Print all the records exactly as they stand.

=-=-=-=-=

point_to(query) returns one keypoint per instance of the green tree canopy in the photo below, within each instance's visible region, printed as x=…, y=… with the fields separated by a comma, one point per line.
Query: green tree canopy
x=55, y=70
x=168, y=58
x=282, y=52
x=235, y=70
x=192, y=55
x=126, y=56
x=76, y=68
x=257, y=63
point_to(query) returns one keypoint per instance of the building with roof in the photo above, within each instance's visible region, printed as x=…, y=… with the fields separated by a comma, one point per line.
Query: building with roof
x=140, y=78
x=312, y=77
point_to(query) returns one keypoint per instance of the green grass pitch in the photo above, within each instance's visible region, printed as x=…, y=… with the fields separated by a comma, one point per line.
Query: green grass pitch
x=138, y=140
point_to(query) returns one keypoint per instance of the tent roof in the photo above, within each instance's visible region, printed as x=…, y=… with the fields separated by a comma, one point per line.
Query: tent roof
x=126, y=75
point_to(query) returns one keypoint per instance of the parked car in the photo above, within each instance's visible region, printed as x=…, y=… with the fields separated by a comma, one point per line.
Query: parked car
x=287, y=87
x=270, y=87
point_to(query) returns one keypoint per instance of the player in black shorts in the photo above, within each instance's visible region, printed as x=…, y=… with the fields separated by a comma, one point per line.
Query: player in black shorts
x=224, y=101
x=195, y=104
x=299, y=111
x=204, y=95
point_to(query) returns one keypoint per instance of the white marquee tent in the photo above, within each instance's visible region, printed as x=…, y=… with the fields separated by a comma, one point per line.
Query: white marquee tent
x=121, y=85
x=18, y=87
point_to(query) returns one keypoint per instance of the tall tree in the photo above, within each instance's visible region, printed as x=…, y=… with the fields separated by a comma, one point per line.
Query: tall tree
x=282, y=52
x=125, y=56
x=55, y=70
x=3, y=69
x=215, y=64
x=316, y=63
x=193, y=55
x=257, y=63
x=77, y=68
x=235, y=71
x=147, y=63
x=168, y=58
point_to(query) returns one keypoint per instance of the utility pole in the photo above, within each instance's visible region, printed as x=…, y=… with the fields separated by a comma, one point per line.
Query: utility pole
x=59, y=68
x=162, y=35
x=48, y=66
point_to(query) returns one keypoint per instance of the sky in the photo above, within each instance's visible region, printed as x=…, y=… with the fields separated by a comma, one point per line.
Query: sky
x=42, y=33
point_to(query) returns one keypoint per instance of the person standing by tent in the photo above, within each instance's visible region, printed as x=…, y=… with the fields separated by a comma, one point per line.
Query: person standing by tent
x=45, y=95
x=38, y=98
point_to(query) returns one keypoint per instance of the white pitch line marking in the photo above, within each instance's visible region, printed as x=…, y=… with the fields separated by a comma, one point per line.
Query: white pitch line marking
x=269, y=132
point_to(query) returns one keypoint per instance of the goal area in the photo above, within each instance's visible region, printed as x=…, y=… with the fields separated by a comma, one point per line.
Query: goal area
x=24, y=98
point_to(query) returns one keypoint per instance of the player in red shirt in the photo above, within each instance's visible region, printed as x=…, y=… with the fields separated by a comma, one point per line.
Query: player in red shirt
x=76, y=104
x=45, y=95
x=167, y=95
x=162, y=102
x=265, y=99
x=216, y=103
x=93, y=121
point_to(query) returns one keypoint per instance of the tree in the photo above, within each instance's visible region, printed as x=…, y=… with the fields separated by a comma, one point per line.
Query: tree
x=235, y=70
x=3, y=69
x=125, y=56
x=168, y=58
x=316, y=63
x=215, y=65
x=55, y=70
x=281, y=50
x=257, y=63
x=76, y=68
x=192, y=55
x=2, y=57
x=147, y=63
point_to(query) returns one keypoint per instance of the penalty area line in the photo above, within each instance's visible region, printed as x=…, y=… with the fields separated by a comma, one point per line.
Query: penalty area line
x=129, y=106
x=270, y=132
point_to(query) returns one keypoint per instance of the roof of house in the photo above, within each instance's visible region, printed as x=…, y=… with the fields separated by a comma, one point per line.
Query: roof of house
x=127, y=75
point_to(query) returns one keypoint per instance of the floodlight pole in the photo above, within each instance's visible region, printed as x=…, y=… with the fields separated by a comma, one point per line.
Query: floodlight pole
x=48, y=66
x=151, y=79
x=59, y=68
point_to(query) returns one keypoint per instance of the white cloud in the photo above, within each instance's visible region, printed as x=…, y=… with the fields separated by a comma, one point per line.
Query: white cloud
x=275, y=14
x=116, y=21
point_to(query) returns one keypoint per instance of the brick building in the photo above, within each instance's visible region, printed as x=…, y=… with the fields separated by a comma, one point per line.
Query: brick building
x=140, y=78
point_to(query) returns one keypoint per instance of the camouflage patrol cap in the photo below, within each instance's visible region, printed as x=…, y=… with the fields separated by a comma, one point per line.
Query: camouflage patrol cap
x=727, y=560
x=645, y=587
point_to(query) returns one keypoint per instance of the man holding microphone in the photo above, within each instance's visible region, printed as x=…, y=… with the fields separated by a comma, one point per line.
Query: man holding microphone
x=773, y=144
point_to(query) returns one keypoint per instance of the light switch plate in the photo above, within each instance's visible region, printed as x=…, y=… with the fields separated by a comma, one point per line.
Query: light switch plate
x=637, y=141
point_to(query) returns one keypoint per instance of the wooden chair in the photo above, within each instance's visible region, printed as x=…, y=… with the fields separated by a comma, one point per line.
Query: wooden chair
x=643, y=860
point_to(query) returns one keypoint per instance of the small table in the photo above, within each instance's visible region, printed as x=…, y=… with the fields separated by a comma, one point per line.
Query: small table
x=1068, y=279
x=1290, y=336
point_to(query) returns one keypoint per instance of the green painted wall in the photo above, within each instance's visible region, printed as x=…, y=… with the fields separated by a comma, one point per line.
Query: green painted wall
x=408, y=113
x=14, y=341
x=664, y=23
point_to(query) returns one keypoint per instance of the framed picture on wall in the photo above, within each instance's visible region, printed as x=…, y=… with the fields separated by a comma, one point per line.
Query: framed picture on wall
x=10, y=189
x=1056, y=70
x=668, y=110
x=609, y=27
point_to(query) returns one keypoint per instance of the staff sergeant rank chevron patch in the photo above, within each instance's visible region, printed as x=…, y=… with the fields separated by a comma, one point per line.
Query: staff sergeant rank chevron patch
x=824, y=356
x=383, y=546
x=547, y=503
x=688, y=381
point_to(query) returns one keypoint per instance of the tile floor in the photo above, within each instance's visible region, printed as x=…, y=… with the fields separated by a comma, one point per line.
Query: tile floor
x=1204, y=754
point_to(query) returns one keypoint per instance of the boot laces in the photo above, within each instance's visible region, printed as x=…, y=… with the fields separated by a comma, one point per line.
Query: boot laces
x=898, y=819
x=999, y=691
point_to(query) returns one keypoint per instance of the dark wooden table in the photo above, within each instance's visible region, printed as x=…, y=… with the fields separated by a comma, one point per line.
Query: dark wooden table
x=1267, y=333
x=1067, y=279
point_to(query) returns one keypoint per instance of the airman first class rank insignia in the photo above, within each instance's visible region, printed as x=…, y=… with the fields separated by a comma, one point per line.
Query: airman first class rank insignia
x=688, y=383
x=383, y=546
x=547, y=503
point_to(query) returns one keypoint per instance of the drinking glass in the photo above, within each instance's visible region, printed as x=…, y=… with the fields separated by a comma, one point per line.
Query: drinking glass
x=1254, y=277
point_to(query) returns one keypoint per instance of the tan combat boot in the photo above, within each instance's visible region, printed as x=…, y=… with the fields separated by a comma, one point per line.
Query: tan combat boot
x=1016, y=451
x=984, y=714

=-=-=-=-=

→ **SOLUTION BELOW**
point_to(query) returns one keypoint per instance of the green tree canopy in the photo below, within each instance's visible region, printed as x=…, y=… with the fields separated by a comma, one point per line.
Query: green tree canopy
x=55, y=70
x=168, y=58
x=282, y=52
x=235, y=70
x=192, y=55
x=126, y=56
x=76, y=68
x=257, y=63
point_to(query) returns one keypoint per instance of the building with roof in the photo above, within each instance's visible region, printed as x=…, y=… with the fields separated by a comma, one point per line.
Query: building with roof
x=140, y=78
x=312, y=77
point_to(query) returns one keypoint per instance of the green grass pitch in the photo above, within each instance's visible region, printed as x=…, y=… with the fields separated by a comma, one point per line.
Query: green grass pitch
x=138, y=140
point_to(query) returns one keypoint per instance of the tent roof in the photo above, within each instance's visible region, printed as x=…, y=… with the fields separated by a comma, one point per line.
Query: tent roof
x=126, y=75
point_to(query) returns one keypoint per instance of the parked car in the photo above, within each instance's visible region, printed as x=…, y=… with the fields separated by a comma, one point per line.
Query: parked car
x=287, y=87
x=270, y=87
point_to(query) returns one keypoint per instance of the player in black shorts in the photo above, within each instance's visible region, printed as x=…, y=… with the fields separated by a comma, one point per line.
Query: player in black shorts
x=224, y=101
x=195, y=104
x=299, y=111
x=204, y=95
point_to(query) returns one keypoint per instance of the white marquee tent in the photo above, within each instance's visible region, printed as x=…, y=… with the fields separated by a comma, one point per line.
Query: white marquee tent
x=121, y=85
x=18, y=87
point_to(query) returns one keypoint per instance of the tall tree in the photo above, within each instance's visible region, printed as x=…, y=… with the fields separated by a comma, one point per line.
Query: tall tree
x=282, y=52
x=125, y=56
x=55, y=70
x=3, y=69
x=215, y=64
x=316, y=63
x=193, y=55
x=257, y=63
x=77, y=68
x=235, y=71
x=147, y=63
x=168, y=58
point_to(query) returns one keypoint per instance of the utility pole in the photo above, within each instance's visible region, printed as x=…, y=… with the fields separated by a comma, one point per line.
Query: utility pole
x=59, y=68
x=162, y=35
x=48, y=66
point_to(query) returns one keypoint per instance of the sky in the photo above, within each instance's visible region, printed as x=…, y=… with the fields separated by a comma, one point per line.
Query: sky
x=42, y=33
point_to(query) returns one keypoint per instance of the person standing by tent in the photo above, within each instance's visible region, printed as x=…, y=… with the fields separated by a comma, one point per line.
Query: person standing by tent
x=45, y=95
x=38, y=98
point_to(query) returns one keypoint per instance of the white pitch line marking in the photo above, within each instance's visible region, printed as x=…, y=… with the fields separated by a comma, one point per line.
Query: white pitch line marking
x=269, y=132
point_to(query) returns one keypoint per instance of the goal area in the photo above, within each instance's visible region, printed as x=…, y=… with the fields separated by a comma, one point per line.
Query: goal area
x=24, y=98
point_to(query) returns one keypoint per instance of the player in red shirt in the photo above, within each instance's visible region, printed as x=…, y=… with the fields separated by a comma, one point per line.
Query: player in red shirt
x=76, y=104
x=45, y=95
x=167, y=95
x=162, y=102
x=265, y=99
x=216, y=103
x=93, y=121
point_to(query) returns one keypoint per instance of the tree in the photo above, within each instance's visible region, printed as x=…, y=… with the fields separated by a comma, one point per line.
Query: tree
x=235, y=70
x=3, y=69
x=125, y=56
x=168, y=58
x=316, y=63
x=215, y=65
x=55, y=70
x=281, y=50
x=257, y=63
x=76, y=68
x=192, y=55
x=2, y=57
x=147, y=63
point_to(query) returns one keypoint per instance of the penalty area line in the photo above, within each instance's visible region, printed as x=…, y=… with the fields separated by a comma, one point per line.
Query: penalty area line
x=129, y=106
x=270, y=132
point_to(query) returns one keypoint per instance of the roof of house in the photo above, within each instance's visible region, printed as x=…, y=… with the fields separated by a comma, one point per line.
Query: roof of house
x=127, y=75
point_to(query) returns one keypoint per instance of the floodlight pole in the photo above, within each instance's visible region, printed as x=…, y=… with the fields separated by a comma, one point per line.
Query: floodlight pole
x=48, y=66
x=151, y=79
x=59, y=68
point_to(query) returns one keypoint per instance of the white cloud in the photo above, within each instance's visible region, printed as x=…, y=… with the fields separated by a comma, one point per line.
Query: white cloud
x=275, y=14
x=116, y=21
point_to(query) returns one keypoint per instance of the brick building in the photo above, within each instance's visible region, printed as x=…, y=… with the fields separated by a comma, one point per line.
Query: brick building
x=140, y=78
point_to(query) returns one keypoint per instance of the camouflage patrol cap in the photo below, within each instance's visible region, printed as x=…, y=… with the fields separated by a comma, one point per line.
Query: camouflage patrol cap
x=727, y=560
x=645, y=587
point_to(query) returns one keypoint per instance of the man holding microphone in the photo above, within each instance's visible region, printed as x=…, y=… with the fields separated by a comma, one point per line.
Query: man holding microphone
x=773, y=144
point_to(query) returns one keypoint per instance of the light switch plate in the photo above, within each instance's visible region, printed as x=…, y=… with the fields separated by a comma, one point per line.
Query: light switch plate
x=637, y=141
point_to(query) returns one keypoint per instance of the wooden chair in the photo above, within each instance's visible region, printed as x=…, y=… with the fields separated by a comma, one point per line.
Query: wooden chair
x=643, y=860
point_to(query) returns one keypoint per instance of the small table in the photo above, within each instance's visible region, printed as x=…, y=… with the fields separated by a comma, one point per line.
Query: small table
x=1068, y=279
x=1290, y=336
point_to(query) returns one keypoint per instance of the green painted wall in the photo above, within each instance's visible region, printed as x=…, y=… with the fields separated by a comma, one point per line.
Query: green painted wall
x=408, y=113
x=14, y=341
x=664, y=23
point_to(query) returns one keypoint per instance of the framed picture on wall in the photo above, within each instance's visible region, printed as x=…, y=… with the fields separated by a comma, one point per line.
Query: framed picture on wall
x=10, y=189
x=1056, y=70
x=668, y=110
x=609, y=27
point_to(query) returns one keypoint per instance of the staff sergeant rank chevron patch in the photo above, within each instance's visible region, printed as x=…, y=… with the fields separated by a comma, one point per line.
Query: staff sergeant rank chevron patch
x=824, y=356
x=383, y=546
x=547, y=503
x=688, y=381
point_to(query) returns one keypoint per instance of the tile floor in the photo above, within each instance's visible region, printed as x=…, y=… with the fields separated by a comma, one point per line.
Query: tile floor
x=1204, y=754
point_to(query) returns one keypoint per instance of the boot laces in the photo above, within each instance's visible region, printed as x=…, y=… with the fields separated by a comma, one point per line.
Query: boot laces
x=898, y=819
x=999, y=691
point_to(query) returns one keypoint per instance of the dark wooden table in the photo above, within each instance's visible region, printed as x=…, y=… with the fields separated by a comma, one point per line.
Query: dark wooden table
x=1267, y=333
x=1067, y=279
point_to(query) returns one keypoint per instance of the airman first class rank insignia in the photo above, within each instance's visible region, printed as x=…, y=… with the fields separated by a comma, one point per line.
Query: airman first class rank insignia
x=688, y=383
x=383, y=546
x=547, y=503
point_to(query) returns one keypoint per instance of the drinking glass in the photo above, within each instance's visible region, printed as x=…, y=… with the fields separated by a comma, one point per line.
Query: drinking glass
x=1254, y=277
point_to(query) returns one keypoint per instance of the tan combat boot in the photo above, within each instance's visible region, printed as x=…, y=… with the fields separated by a comma, one point per line.
Query: tan combat boot
x=1016, y=451
x=984, y=714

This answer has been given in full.